AIM — Collect every line in the items below that contains the string "array", copying each one in full.

══ MATERIAL FOR THE TASK

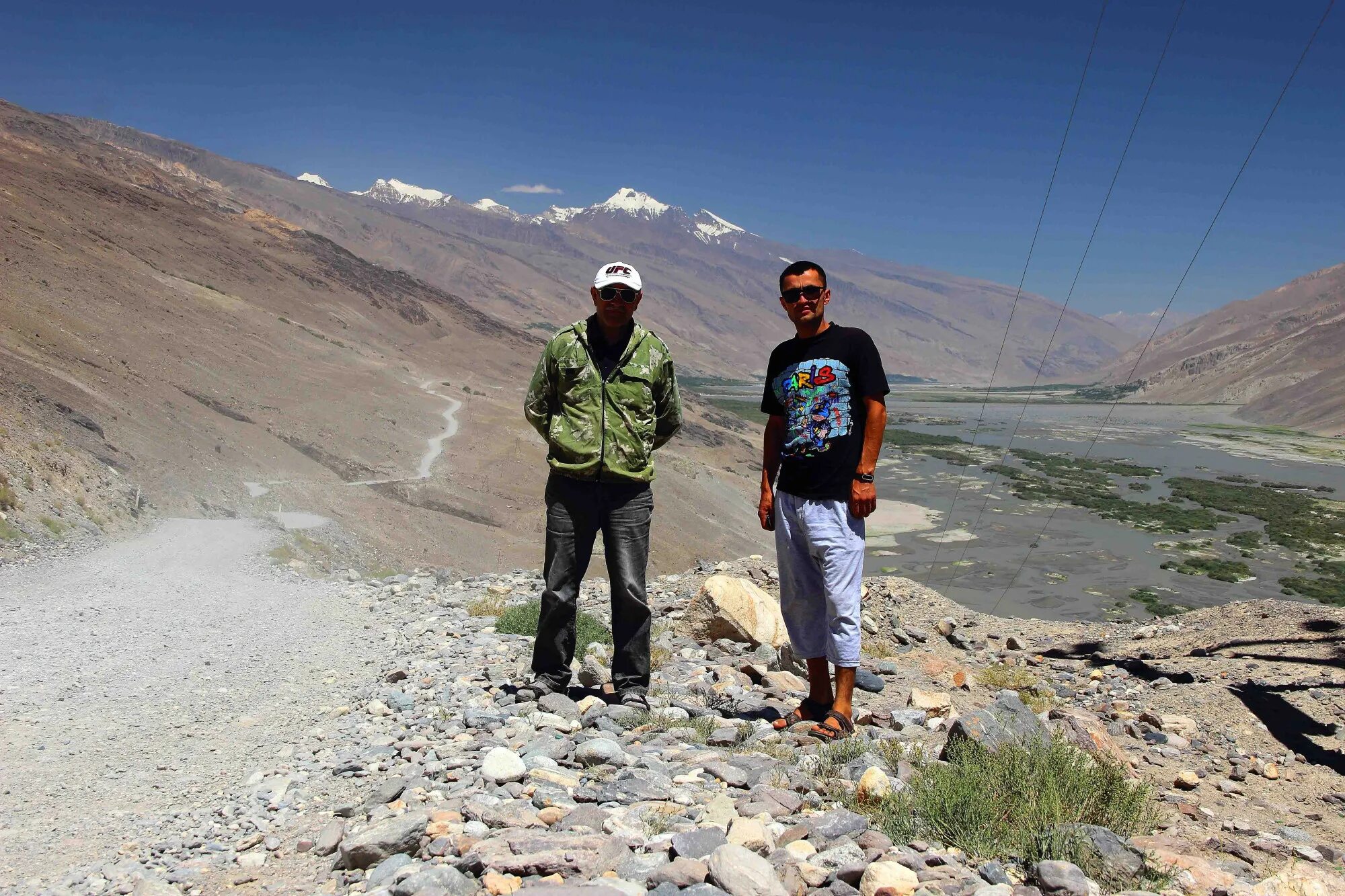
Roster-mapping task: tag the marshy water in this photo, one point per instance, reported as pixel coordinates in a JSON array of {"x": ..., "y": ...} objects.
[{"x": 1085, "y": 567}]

════
══ MATERIAL FOR THE TASK

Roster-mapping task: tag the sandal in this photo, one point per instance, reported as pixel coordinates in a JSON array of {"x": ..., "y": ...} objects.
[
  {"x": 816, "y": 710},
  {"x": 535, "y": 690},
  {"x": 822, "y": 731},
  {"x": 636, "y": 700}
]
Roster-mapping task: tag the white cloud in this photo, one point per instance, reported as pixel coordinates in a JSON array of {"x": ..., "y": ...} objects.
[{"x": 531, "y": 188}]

════
══ MATERIAL FOR THE TASK

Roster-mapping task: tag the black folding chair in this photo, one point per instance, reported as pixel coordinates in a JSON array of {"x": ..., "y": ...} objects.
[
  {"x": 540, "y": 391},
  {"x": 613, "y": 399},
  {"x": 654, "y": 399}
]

════

FULL OUTPUT —
Roster-mapping task: tag the marshy water in this photo, one point per instance, reported as pixel coordinates in a JSON array of {"x": ..., "y": ...} objects.
Roster-mapping task: tag the sandal in this photo, one point per instance, reported as pixel coordinates in a JSON array of {"x": ..., "y": ...} objects.
Roster-mapping task: tag the white cloud in this photo, one point per instance, reported as pixel coordinates in a JSON array of {"x": ..., "y": ...} objects.
Roster-mapping task: tag the black folding chair in this photo, one point per instance, reported as pixel coordinates in a JSON array of {"x": ..., "y": ...} objects.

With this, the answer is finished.